━━━ Supplied passage ━━━

With a slightly higher GPU clock, the Radeon HD 6970 has almost exactly the same processing power as the Radeon HD 5870. However, it gives higher triangle throughput and has a higher filtering rate. The good news is that the Radeon HD 6950 is not as significantly cut down in comparison to the Radeon HD 6970 as the Radeon HD 5850 was in comparison to the Radeon HD 5870.

The stock Radeon HD 6900s
For this test, AMD supplied us with a Radeon HD 6970 as well as a stock Radeon HD 6950. The two cards are identical as you can see:

These two new Radeons share the same cooling system, the same PCB and the same power stage. There are some small differences here but they’re purely revision and manufacture details – the two PCBs seem to have been made in different factories. It is however possible that the Radeon HD 6950s sold in stores, especially once the first lots have been sold, will be slightly modified as they obviously don’t require such a sturdy power stage. Moreover, they only have two 6-pin power connectors against 8+6 for the Radeon HD 6970.

━━━

Rewrite the Radeon passage between "These two new" and "Radeon HD 6970.", inclusive, changing "cooling system" to "heatsink assembly". Rely solely on the Radeon passage.

━━━ Data segment ━━━

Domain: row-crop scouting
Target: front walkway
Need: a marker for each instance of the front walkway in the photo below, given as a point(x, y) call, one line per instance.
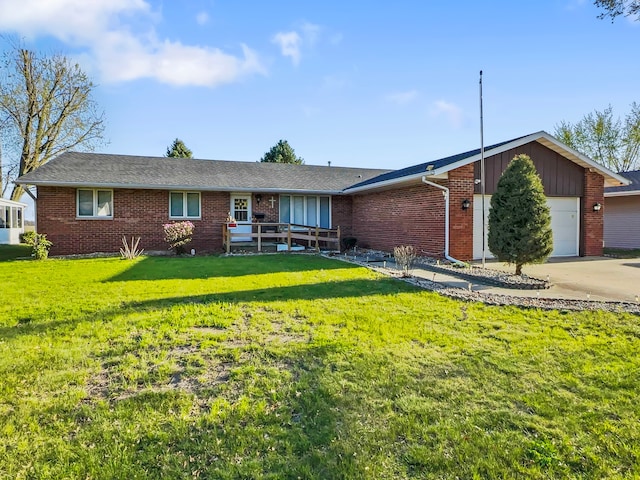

━━━

▸ In response
These two new Radeons share the same heatsink assembly, the same PCB and the same power stage. There are some small differences here but they’re purely revision and manufacture details – the two PCBs seem to have been made in different factories. It is however possible that the Radeon HD 6950s sold in stores, especially once the first lots have been sold, will be slightly modified as they obviously don’t require such a sturdy power stage. Moreover, they only have two 6-pin power connectors against 8+6 for the Radeon HD 6970.